▶ [Work instructions] Copy all of the records below, replacing every "pixel coordinates" with "pixel positions" and leaving everything else the same. Leave the pictures out of your copy.

:: Data excerpts

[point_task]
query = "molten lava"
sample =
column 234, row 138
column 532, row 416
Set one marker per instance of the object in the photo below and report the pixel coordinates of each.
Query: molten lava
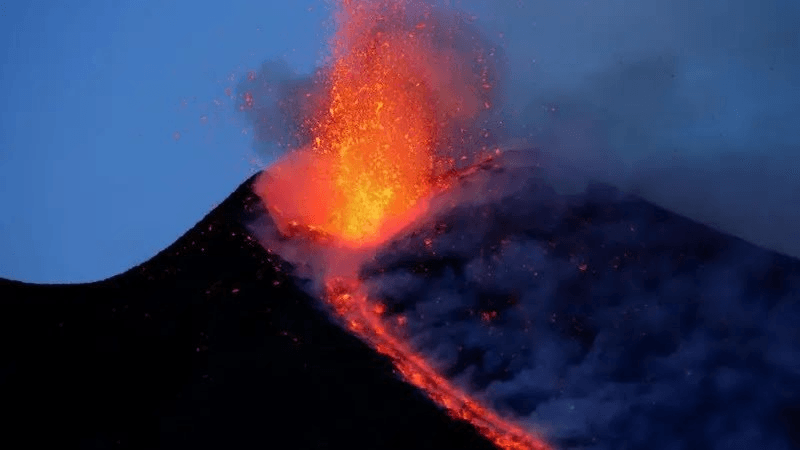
column 393, row 87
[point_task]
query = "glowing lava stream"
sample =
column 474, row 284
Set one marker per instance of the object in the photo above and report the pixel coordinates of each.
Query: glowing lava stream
column 394, row 86
column 363, row 318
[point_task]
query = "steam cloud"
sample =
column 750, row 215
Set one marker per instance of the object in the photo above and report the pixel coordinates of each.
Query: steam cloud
column 608, row 322
column 600, row 318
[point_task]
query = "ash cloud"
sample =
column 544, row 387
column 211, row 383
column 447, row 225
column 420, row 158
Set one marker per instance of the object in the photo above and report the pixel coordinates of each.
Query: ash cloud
column 283, row 105
column 693, row 105
column 599, row 319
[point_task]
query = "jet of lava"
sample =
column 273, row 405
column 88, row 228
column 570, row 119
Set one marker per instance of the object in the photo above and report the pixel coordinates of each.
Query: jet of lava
column 394, row 89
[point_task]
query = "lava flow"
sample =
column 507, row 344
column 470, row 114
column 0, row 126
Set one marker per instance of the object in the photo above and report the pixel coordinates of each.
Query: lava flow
column 394, row 88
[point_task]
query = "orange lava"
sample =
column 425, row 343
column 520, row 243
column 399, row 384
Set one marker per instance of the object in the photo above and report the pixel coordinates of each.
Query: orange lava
column 391, row 88
column 364, row 318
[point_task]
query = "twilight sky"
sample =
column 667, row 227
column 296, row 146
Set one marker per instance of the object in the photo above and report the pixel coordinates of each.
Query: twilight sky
column 691, row 103
column 92, row 180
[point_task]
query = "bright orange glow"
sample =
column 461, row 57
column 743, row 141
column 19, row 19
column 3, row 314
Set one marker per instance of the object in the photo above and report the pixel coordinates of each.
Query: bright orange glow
column 363, row 318
column 392, row 87
column 390, row 91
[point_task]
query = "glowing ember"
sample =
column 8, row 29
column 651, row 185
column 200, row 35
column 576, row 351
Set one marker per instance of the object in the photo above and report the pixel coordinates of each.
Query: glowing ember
column 363, row 318
column 392, row 89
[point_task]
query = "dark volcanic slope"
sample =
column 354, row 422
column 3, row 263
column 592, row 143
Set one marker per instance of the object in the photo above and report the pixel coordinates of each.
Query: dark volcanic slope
column 609, row 322
column 204, row 346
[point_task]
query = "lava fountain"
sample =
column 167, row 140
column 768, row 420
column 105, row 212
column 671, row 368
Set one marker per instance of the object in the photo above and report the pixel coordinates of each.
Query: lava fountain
column 381, row 142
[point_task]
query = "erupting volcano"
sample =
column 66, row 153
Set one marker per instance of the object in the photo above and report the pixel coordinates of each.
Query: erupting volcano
column 391, row 109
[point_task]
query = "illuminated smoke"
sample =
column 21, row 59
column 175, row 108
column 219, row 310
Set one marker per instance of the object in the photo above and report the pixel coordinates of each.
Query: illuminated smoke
column 390, row 121
column 594, row 319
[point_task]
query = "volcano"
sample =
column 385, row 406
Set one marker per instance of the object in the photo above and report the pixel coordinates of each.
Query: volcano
column 596, row 319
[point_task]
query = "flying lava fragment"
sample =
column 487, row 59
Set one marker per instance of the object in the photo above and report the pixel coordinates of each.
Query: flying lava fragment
column 393, row 90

::::

▶ [Exercise solution]
[point_task]
query = "molten lava"
sample =
column 234, row 138
column 532, row 416
Set one marker per instance of the object in the photo below and report the pixel positions of each.
Query: molten lava
column 393, row 87
[point_task]
query = "glowing lava stream"
sample =
column 474, row 284
Set one marker per instance of the object in the photo above and report the pixel positions of each.
Query: glowing lava stream
column 394, row 86
column 363, row 318
[point_task]
query = "steam cloud"
sample =
column 750, row 215
Set one marker per instance of the object in the photo above and report the pixel positions of each.
Query: steam cloud
column 608, row 322
column 600, row 318
[point_task]
query = "ash cloud"
sample =
column 544, row 387
column 211, row 383
column 447, row 225
column 420, row 158
Set one marker per instance of the object in the photo above and report the pixel positions of each.
Query: ash cloud
column 283, row 105
column 693, row 105
column 599, row 319
[point_task]
query = "jet of lava"
sample =
column 273, row 405
column 88, row 228
column 570, row 119
Set one marker per instance of the object in the photo above and report the pixel positions of each.
Query: jet of lava
column 394, row 89
[point_task]
query = "lava flow"
sample =
column 507, row 344
column 470, row 114
column 0, row 126
Set one marker per instance of the object in the photo above and report the pixel positions of each.
Query: lava flow
column 394, row 88
[point_task]
query = "orange lava"
sample =
column 425, row 343
column 520, row 243
column 399, row 384
Set one marker per instance of the object in the photo above and report the pixel positions of each.
Query: orange lava
column 391, row 88
column 364, row 318
[point_task]
query = "twilight sky"
sample =
column 667, row 227
column 296, row 146
Set one marker per instance of the object in the photo above and report the pixel positions of each.
Query: twilight sky
column 691, row 103
column 92, row 180
[point_task]
query = "bright orange glow"
sample =
column 461, row 57
column 743, row 141
column 19, row 19
column 3, row 314
Set one marker per instance of the object in the photo above and report the pixel positions of each.
Query: bright orange glow
column 363, row 318
column 392, row 87
column 390, row 91
[point_task]
query = "glowing ember"
sample =
column 8, row 29
column 651, row 185
column 200, row 35
column 576, row 351
Set one marker per instance of the object in the photo above and report the pixel positions of each.
Query: glowing ember
column 363, row 318
column 392, row 89
[point_task]
query = "dark volcanic slope"
sample =
column 354, row 422
column 3, row 263
column 592, row 143
Set one marker per instance of the object in the photo above and report the pixel positions of each.
Query: dark volcanic slope
column 609, row 322
column 204, row 346
[point_task]
query = "lava fountain"
sample =
column 167, row 140
column 768, row 420
column 105, row 212
column 671, row 368
Set one marker per instance of the object in the photo above and report the pixel positions of each.
Query: lava fountain
column 381, row 142
[point_task]
query = "erupting volcano"
sample =
column 66, row 153
Set one marker per instance of the object in the photo above and report the pixel positions of each.
Query: erupting volcano
column 391, row 109
[point_task]
query = "illuminated smoke"
sample =
column 21, row 59
column 175, row 108
column 219, row 310
Set one marker per instance of the object in the photo above and report the pixel positions of each.
Query: illuminated smoke
column 390, row 121
column 594, row 319
[point_task]
query = "volcano"
sample =
column 385, row 406
Set one marker per instance of the object in the photo above and report the pixel positions of each.
Query: volcano
column 596, row 319
[point_task]
query = "flying lava fragment"
sample =
column 487, row 59
Set one marker per instance of the object in the photo above and report the pixel positions of each.
Query: flying lava fragment
column 393, row 90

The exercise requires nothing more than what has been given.